-- begin Records for the exercise --
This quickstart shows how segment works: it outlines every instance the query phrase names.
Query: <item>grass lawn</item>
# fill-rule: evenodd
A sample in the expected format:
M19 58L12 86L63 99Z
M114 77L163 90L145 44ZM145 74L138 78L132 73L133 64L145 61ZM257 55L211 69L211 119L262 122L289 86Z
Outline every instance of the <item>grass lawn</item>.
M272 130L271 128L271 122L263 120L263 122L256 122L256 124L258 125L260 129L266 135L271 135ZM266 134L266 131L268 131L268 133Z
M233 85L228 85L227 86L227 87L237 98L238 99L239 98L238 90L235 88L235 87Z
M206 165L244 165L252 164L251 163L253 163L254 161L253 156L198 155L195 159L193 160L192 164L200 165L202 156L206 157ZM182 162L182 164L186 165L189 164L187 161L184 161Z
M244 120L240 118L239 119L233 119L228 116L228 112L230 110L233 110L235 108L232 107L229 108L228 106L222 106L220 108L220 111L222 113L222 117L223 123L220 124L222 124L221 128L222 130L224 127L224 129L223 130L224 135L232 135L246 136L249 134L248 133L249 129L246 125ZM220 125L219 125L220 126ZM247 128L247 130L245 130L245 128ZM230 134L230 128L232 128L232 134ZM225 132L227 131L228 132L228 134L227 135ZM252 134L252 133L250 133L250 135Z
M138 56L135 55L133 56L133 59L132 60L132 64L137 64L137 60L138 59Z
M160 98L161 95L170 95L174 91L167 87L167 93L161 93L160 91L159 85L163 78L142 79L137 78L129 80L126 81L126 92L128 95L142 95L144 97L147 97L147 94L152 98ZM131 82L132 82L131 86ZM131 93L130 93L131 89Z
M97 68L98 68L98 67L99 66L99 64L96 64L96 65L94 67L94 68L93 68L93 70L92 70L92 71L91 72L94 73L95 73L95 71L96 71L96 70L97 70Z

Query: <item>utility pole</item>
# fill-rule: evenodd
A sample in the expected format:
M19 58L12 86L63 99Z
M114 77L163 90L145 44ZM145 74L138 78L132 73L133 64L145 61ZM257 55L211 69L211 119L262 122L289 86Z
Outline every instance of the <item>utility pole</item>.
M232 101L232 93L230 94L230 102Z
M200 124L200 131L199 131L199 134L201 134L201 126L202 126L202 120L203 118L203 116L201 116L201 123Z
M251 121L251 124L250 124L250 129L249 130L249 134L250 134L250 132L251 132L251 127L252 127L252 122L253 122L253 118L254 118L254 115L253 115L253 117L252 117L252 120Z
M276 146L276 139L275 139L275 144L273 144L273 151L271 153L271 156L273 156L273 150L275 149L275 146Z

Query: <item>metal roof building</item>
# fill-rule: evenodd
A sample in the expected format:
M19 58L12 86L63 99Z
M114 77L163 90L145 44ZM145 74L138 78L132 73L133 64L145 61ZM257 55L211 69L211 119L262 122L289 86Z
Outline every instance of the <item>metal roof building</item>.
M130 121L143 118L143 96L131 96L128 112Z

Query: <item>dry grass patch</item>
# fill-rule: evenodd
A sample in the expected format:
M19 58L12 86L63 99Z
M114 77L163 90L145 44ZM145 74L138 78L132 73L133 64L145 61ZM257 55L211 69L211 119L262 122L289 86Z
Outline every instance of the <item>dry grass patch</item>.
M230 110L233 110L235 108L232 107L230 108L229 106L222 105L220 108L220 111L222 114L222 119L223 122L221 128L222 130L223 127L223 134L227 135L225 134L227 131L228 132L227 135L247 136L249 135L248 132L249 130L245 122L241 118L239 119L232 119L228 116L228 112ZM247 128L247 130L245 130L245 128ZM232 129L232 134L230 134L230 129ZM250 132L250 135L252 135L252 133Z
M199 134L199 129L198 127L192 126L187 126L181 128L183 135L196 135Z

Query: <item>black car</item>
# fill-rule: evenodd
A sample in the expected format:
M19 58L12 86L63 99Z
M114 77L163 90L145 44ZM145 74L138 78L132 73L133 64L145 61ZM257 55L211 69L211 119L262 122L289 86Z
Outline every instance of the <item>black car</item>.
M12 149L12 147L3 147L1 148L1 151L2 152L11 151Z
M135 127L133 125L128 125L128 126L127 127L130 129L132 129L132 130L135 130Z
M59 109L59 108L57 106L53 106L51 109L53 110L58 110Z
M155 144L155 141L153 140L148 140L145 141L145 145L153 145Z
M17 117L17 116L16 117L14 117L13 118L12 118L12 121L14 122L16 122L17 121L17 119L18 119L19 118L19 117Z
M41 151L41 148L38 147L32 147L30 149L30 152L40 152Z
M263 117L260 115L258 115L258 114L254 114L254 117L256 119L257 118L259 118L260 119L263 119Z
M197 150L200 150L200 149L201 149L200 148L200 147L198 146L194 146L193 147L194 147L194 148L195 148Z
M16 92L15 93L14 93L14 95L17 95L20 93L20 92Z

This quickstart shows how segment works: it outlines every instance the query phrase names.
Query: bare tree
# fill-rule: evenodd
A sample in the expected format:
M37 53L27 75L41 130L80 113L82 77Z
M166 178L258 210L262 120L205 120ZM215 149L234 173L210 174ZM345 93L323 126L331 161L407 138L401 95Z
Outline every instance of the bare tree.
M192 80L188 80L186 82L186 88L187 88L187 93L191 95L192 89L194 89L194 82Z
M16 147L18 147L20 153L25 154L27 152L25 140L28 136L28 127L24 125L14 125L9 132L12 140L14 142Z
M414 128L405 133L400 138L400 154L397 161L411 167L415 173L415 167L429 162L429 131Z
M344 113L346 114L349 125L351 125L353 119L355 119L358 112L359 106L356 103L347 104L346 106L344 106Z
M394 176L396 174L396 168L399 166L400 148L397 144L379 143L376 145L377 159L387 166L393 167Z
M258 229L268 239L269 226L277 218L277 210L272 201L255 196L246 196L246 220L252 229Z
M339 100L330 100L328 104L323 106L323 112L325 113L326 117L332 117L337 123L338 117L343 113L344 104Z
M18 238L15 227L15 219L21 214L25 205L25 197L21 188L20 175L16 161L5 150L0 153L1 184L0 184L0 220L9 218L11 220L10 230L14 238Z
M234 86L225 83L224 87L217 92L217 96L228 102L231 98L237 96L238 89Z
-- end Records for the exercise --
§ **Required work**
Copy out all of the material above line for line, with no changes.

§ **Response**
This quickstart shows how segment works: it outlines every instance the query phrase names.
Query: <item>grass lawn</item>
# fill-rule: evenodd
A sample in the expected format:
M19 58L12 86L63 99Z
M114 77L163 90L145 44ZM145 74L138 78L132 73L133 64L145 61ZM257 55L211 69L211 119L262 122L289 86Z
Outline every instance of the <item>grass lawn</item>.
M272 130L271 128L271 122L263 120L263 122L256 122L256 124L258 125L260 129L266 135L271 135ZM266 134L266 131L268 131L268 133Z
M233 85L228 85L227 86L227 87L237 98L238 99L239 98L238 90L235 88L235 87Z
M206 165L244 165L252 164L251 163L253 163L254 161L253 156L198 155L195 159L193 160L192 164L200 165L202 156L206 157ZM182 162L182 164L186 165L189 164L187 161L184 161Z
M244 120L240 118L239 119L233 119L228 116L228 112L230 110L233 110L235 108L232 107L229 108L228 106L222 106L220 108L220 111L222 113L222 117L223 123L220 124L222 124L221 128L222 130L224 127L224 129L223 130L224 135L232 135L246 136L249 134L248 133L249 129L246 125ZM220 125L219 125L220 126ZM247 128L247 130L245 130L245 128ZM230 134L230 128L232 128L232 134ZM225 132L227 131L228 132L228 134L227 135ZM252 134L252 133L250 133L250 135Z
M138 56L135 55L133 56L133 59L132 60L132 64L137 64L137 60L138 59Z
M160 98L161 95L170 95L174 91L167 87L167 93L161 93L160 91L159 85L163 78L142 79L137 78L129 80L126 81L126 92L128 95L142 95L144 97L147 97L147 94L152 98ZM131 82L132 82L131 86ZM131 93L130 93L131 89Z
M97 68L98 68L98 67L99 66L99 64L96 64L96 65L94 67L94 68L93 68L93 70L92 70L92 71L91 72L94 73L95 73L95 71L96 71L96 70L97 70Z

Query: <item>utility pole</item>
# fill-rule: evenodd
A sample in the expected format:
M19 58L12 86L63 99Z
M114 77L163 90L145 44ZM145 74L138 78L132 73L133 64L145 61ZM257 55L211 69L211 119L262 122L289 86Z
Outline every instance of the <item>utility pole</item>.
M232 101L232 93L230 94L230 102Z
M200 124L200 131L199 131L199 134L201 134L201 126L202 126L202 120L203 118L203 116L201 116L201 123Z
M251 121L251 124L250 124L250 129L249 130L249 134L250 134L250 132L251 132L251 127L252 127L252 122L253 122L253 118L254 118L254 115L253 115L253 117L252 117L252 120Z
M276 146L276 139L275 139L275 144L273 144L273 151L271 153L271 156L273 156L273 150L275 149L275 146Z

Query: <item>metal roof building</item>
# fill-rule: evenodd
A sample in the expected format:
M19 58L12 86L63 99Z
M114 77L163 90L145 44ZM145 74L138 78L132 73L133 64L145 61ZM257 55L211 69L211 119L262 122L289 86Z
Outline every instance of the <item>metal roof building</item>.
M130 121L143 118L143 96L131 96L128 112Z

Query: <item>dry grass patch</item>
# fill-rule: evenodd
A sample in the expected format:
M19 58L12 86L63 99Z
M114 77L163 90L145 44ZM145 74L138 78L132 73L133 64L145 61ZM257 55L211 69L211 119L262 122L289 86Z
Outline every instance of the <item>dry grass patch</item>.
M230 110L233 110L235 108L232 107L230 108L229 106L222 105L220 108L220 111L222 114L222 119L223 122L221 128L222 130L223 127L223 134L227 135L225 134L227 131L228 132L227 135L247 136L249 135L248 132L249 130L245 122L241 118L239 119L232 119L228 116L228 112ZM247 128L247 130L245 130L245 128ZM232 129L232 134L230 134L230 129ZM250 132L250 135L252 135L252 133Z
M199 134L199 129L198 127L192 126L187 126L181 128L183 135L196 135Z

Query: <item>black car</item>
# fill-rule: evenodd
A sample in the expected format:
M19 58L12 86L63 99Z
M114 77L163 90L145 44ZM145 74L138 78L132 73L133 64L145 61ZM257 55L211 69L211 119L262 122L289 86Z
Outline every instance of the <item>black car</item>.
M12 149L12 147L3 147L1 148L1 151L2 152L11 151Z
M135 127L133 125L128 125L128 126L127 127L130 129L132 129L132 130L135 130Z
M59 109L59 108L57 106L53 106L51 109L53 110L58 110Z
M155 144L155 141L153 140L148 140L145 141L145 145L153 145Z
M17 117L17 116L16 117L14 117L13 118L12 118L12 121L14 122L16 122L17 121L17 119L18 119L19 118L19 117Z
M41 151L41 148L38 147L32 147L30 149L30 152L40 152Z
M263 117L260 115L258 115L258 114L254 114L254 117L256 119L257 118L259 118L260 119L263 119Z
M197 150L200 150L200 149L201 149L200 148L200 147L198 146L194 146L193 147L194 147L194 148L195 148Z
M16 92L15 93L14 93L14 95L17 95L20 93L20 92Z

This quickstart shows how segment works: it outlines every instance the query phrase names.
Query: bare tree
# fill-rule: evenodd
A sample in the expected format:
M37 53L27 75L41 130L80 113L82 77Z
M166 178L258 210L262 120L205 120ZM215 149L234 173L210 174ZM345 93L323 126L331 161L407 138L401 95Z
Outline every instance of the bare tree.
M192 80L188 80L186 82L186 88L187 88L187 93L191 95L192 89L194 89L194 82Z
M16 147L18 147L20 153L25 154L27 152L25 140L28 136L28 127L24 125L14 125L9 132L12 140L14 142Z
M414 128L405 133L400 138L400 154L397 161L411 167L415 173L415 167L429 162L429 131Z
M344 113L346 114L349 125L351 125L353 119L355 119L358 112L359 106L356 103L347 104L346 106L344 106Z
M394 176L396 174L396 168L399 166L400 148L397 144L379 143L376 145L377 159L387 166L393 167Z
M258 229L268 239L269 226L277 218L277 210L272 201L255 196L246 196L246 220L252 229Z
M339 100L330 100L328 104L323 106L323 112L325 113L326 117L332 117L337 123L338 117L343 113L344 104Z
M18 238L15 227L15 219L21 214L25 205L25 197L21 188L20 175L16 161L5 150L0 153L1 184L0 184L0 220L9 218L11 220L10 230L14 238Z
M234 86L225 83L224 87L217 92L217 96L228 102L231 98L237 96L238 89Z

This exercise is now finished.